#### Aim
Transcribe all records exactly.

#### Exercise data
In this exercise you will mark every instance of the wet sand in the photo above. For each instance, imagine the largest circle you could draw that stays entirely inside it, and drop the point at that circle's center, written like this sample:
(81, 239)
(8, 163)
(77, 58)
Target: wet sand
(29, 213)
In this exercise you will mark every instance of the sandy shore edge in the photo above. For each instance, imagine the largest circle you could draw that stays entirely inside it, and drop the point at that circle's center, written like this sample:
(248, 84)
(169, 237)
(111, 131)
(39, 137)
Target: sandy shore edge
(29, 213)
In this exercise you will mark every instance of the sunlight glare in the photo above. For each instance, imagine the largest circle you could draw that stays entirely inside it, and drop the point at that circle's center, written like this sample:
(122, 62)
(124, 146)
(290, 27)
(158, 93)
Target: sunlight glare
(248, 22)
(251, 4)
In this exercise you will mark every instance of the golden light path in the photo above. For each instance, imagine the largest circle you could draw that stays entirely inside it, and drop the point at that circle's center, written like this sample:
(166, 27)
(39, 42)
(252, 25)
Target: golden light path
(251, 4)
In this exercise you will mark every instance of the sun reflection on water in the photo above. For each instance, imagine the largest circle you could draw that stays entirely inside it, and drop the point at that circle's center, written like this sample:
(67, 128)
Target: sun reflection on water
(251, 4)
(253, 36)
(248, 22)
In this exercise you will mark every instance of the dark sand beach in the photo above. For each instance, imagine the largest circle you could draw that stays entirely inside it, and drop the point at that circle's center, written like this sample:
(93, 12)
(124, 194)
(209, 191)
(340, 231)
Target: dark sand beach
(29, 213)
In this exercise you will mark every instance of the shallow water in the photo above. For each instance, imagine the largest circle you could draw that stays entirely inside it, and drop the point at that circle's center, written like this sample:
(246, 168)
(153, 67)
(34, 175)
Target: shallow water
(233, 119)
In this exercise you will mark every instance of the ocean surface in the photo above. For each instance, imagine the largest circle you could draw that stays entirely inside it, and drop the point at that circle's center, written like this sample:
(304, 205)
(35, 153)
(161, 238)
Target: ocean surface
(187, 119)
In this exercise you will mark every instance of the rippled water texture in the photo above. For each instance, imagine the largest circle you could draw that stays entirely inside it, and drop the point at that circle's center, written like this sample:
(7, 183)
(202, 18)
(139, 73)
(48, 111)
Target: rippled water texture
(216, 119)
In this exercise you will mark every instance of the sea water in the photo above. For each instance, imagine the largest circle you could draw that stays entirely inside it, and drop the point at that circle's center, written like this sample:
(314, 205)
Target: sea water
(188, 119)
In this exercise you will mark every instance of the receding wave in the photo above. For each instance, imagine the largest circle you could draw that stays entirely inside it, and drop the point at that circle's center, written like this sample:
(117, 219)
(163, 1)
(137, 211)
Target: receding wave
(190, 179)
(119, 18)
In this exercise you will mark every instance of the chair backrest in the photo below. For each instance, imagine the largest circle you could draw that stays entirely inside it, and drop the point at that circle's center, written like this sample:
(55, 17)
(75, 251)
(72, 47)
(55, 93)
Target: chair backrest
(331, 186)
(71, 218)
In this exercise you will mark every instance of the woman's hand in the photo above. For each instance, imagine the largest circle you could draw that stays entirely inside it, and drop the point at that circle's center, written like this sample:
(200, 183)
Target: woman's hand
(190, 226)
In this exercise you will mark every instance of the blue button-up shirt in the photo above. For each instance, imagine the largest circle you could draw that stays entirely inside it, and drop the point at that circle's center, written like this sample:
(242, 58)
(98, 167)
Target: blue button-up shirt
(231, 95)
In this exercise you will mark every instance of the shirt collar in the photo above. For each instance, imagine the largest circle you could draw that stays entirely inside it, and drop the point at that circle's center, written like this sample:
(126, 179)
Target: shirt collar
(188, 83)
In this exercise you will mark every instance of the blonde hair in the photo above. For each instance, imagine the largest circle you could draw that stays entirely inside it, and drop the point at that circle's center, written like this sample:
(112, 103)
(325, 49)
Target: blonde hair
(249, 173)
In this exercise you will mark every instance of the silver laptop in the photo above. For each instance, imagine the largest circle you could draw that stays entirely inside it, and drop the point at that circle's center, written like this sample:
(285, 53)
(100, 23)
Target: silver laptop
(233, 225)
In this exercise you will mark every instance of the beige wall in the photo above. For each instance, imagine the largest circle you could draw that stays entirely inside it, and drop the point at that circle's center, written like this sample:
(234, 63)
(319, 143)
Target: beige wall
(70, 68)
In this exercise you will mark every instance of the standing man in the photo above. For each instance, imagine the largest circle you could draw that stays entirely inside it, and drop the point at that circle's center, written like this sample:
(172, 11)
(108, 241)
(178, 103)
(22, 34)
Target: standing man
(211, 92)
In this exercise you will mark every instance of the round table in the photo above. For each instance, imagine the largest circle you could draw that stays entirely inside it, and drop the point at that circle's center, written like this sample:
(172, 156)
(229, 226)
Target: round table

#### Response to this task
In this exercise you will mark every instance of the wet sand in the photo above. For each instance, imagine the largest circle you could draw that stays entirely inside it, and drop the point at that circle's center, written like this sample:
(81, 239)
(8, 163)
(77, 58)
Target: wet sand
(29, 213)
In this exercise you will mark every instance of the sandy shore edge in the photo above. For each instance, imagine the largest circle you could draw that stays entirely inside it, and drop the point at that circle's center, written like this sample:
(248, 84)
(169, 237)
(111, 131)
(39, 137)
Target: sandy shore edge
(29, 213)
In this exercise you will mark every instance of the sunlight glare in the photo above. For each instance, imagine the largest circle you could draw that stays entirely inside it, and drop the point at that circle's center, written like this sample:
(122, 62)
(124, 146)
(290, 27)
(158, 93)
Target: sunlight glare
(248, 22)
(251, 4)
In this exercise you will mark every instance of the golden light path in the photo above. For each instance, imagine the largest circle you could draw that stays entirely inside it, and drop the point at that circle's center, written like this sample:
(166, 27)
(39, 42)
(252, 25)
Target: golden light path
(251, 4)
In this exercise you will mark every instance of the sun reflection on water in the photo above. For each instance, imagine the largest circle you could draw that stays entirely inside it, and drop the point at that circle's center, written like this sample:
(67, 128)
Target: sun reflection on water
(251, 4)
(253, 36)
(248, 22)
In this exercise you will mark every instance of the dark sand beach in the photo above. For each instance, imagine the largest circle you could draw that stays entirely inside it, and drop the point at that circle's center, written like this sample:
(93, 12)
(124, 194)
(209, 191)
(340, 231)
Target: dark sand beach
(29, 213)
In this exercise you will mark every instance of the shallow water in the photo above. For each instance, imagine the largest circle you could draw that stays entirely inside it, and drop the point at that circle's center, written like this sample:
(246, 168)
(153, 67)
(34, 175)
Target: shallow water
(233, 119)
In this exercise you will mark every instance of the ocean surface in the photo above. For each instance, imagine the largest circle you could draw that stays entirely inside it, and drop the point at that circle's center, written like this sample:
(304, 205)
(35, 153)
(161, 238)
Target: ocean surface
(187, 119)
In this exercise you will mark every instance of the rippled water texture in the photo above. For each instance, imagine the largest circle you could draw that stays entirely inside it, and drop the point at that circle's center, written like this sample:
(7, 183)
(202, 18)
(139, 73)
(48, 111)
Target: rippled water texture
(216, 119)
In this exercise you will mark every instance of the sea water in the photo above. For each instance, imagine the largest circle you could draw that stays entirely inside it, and drop the point at that circle's center, written like this sample:
(314, 205)
Target: sea water
(188, 119)
In this exercise you will mark every instance of the receding wave in the photo above. For each instance, imagine the largest circle you could draw that stays entirely inside it, and drop the point at that circle's center, written like this sample:
(117, 219)
(163, 1)
(137, 211)
Target: receding wave
(190, 179)
(119, 18)
In this exercise you will mark every instance of the chair backrest in the photo below. For each instance, imagine the largest circle you could draw that stays entirely inside it, and drop the point at that circle's center, written like this sample:
(55, 17)
(75, 251)
(72, 47)
(55, 93)
Target: chair backrest
(331, 186)
(71, 218)
In this exercise you will mark every instance of the woman's hand in the photo above. For each instance, imagine the largest circle you could draw that stays entirely inside it, and drop the point at that circle's center, written like this sample:
(200, 183)
Target: woman's hand
(190, 226)
In this exercise you will mark every instance of the blue button-up shirt in the photo above. For each instance, imagine the largest circle you could draw that stays entirely inside it, and drop the point at that circle's center, written like this sample:
(242, 58)
(98, 167)
Target: blue button-up shirt
(231, 95)
In this exercise you will mark every instance of the shirt collar in the photo above. For each instance, imagine the largest circle you could draw that stays entirely inside it, and drop the point at that circle's center, written like this sample:
(126, 179)
Target: shirt collar
(188, 83)
In this exercise you will mark every instance of the blonde hair in the photo above. For each instance, imagine the largest circle you could draw that stays entirely inside it, and drop the point at that circle's center, written like this sample:
(112, 103)
(325, 49)
Target: blonde hair
(249, 173)
In this exercise you will mark every instance of the silver laptop in the photo above. For each instance, imagine the largest circle you could draw that stays entirely inside it, and drop the point at that circle's center, written like this sample:
(285, 53)
(100, 23)
Target: silver laptop
(233, 225)
In this exercise you will mark every instance of the beige wall in the photo above. For each instance, imagine the largest circle you could draw that stays entirely inside it, and drop the point at that circle's center, written like this sample:
(234, 63)
(319, 143)
Target: beige wall
(70, 68)
In this exercise you will mark every instance of the standing man in the photo above. For each instance, imagine the largest circle you could draw that stays entirely inside it, and drop the point at that circle's center, written like this sample:
(172, 11)
(108, 241)
(178, 103)
(22, 34)
Target: standing man
(211, 92)
In this exercise you will mark every instance of the round table in the photo above. For each instance, imagine the largest circle you could draw that stays entirely inside it, and drop the point at that circle's center, written like this sample:
(172, 156)
(229, 226)
Target: round table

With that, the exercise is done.